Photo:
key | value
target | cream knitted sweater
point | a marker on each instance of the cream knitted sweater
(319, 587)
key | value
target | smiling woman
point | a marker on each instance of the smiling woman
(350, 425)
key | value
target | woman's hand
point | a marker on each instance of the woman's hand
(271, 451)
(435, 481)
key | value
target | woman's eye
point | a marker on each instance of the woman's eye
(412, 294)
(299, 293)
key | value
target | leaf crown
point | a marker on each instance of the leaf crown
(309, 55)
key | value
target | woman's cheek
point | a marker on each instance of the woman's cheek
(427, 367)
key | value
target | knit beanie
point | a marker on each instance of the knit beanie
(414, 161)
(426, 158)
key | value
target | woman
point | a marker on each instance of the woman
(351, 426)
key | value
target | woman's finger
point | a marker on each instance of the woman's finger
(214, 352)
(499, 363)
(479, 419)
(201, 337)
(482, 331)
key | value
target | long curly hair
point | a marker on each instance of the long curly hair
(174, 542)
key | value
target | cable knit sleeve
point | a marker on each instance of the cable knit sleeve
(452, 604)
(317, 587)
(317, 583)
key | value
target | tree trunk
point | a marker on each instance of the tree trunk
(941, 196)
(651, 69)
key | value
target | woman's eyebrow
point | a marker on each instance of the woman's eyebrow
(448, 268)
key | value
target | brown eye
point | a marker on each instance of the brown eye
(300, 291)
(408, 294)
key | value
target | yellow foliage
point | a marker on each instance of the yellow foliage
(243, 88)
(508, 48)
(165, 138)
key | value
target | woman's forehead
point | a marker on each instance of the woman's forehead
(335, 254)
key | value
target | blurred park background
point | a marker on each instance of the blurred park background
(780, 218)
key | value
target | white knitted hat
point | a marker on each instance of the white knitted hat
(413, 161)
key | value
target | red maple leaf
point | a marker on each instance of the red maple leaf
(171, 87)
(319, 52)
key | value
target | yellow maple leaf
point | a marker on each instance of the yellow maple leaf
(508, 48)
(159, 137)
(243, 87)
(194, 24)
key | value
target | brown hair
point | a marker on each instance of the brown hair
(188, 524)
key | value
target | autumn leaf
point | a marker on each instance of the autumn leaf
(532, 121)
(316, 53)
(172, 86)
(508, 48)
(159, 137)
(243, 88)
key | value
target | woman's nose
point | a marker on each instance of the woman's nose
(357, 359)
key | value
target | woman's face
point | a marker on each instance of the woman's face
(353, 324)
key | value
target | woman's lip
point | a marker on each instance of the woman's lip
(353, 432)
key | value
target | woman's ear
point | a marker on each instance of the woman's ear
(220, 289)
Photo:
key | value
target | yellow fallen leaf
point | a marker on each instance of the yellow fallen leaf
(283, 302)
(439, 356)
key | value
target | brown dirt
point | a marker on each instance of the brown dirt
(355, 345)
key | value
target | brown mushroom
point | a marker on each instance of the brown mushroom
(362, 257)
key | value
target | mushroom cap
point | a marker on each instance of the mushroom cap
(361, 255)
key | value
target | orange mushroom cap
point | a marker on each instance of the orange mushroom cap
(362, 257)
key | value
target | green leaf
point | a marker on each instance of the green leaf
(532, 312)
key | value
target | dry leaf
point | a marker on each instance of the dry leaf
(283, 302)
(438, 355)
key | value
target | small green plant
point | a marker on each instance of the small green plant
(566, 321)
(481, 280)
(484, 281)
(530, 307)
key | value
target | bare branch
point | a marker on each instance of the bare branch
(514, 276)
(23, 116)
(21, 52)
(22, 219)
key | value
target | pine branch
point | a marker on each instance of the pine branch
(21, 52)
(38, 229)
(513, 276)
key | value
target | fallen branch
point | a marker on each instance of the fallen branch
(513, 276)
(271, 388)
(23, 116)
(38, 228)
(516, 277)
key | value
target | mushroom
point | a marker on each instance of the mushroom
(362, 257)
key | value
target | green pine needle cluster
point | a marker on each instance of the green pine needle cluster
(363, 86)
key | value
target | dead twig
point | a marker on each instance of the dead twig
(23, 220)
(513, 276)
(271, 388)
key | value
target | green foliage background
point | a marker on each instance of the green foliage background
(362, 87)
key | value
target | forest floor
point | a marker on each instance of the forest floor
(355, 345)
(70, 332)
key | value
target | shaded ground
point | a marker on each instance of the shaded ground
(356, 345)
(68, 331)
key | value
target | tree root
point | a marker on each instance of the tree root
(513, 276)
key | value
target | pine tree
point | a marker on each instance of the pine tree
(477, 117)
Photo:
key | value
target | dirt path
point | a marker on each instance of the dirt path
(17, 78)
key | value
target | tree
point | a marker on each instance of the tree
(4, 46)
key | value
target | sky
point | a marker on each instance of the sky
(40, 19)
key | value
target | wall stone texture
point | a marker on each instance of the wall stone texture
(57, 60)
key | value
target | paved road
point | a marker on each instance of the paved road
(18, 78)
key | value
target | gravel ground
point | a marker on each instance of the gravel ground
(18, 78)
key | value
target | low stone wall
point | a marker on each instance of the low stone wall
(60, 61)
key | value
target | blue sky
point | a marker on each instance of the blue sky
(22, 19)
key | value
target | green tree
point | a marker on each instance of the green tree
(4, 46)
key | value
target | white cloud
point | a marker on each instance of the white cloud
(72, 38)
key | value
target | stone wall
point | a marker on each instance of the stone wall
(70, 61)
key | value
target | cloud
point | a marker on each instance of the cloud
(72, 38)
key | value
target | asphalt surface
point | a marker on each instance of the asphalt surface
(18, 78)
=====
▸ **Exercise**:
List each line of the records that contains the string "sweater". Only matches with the same case count.

▸ **Output**:
target | cream knitted sweater
point | a marker on each instance of the cream knitted sweater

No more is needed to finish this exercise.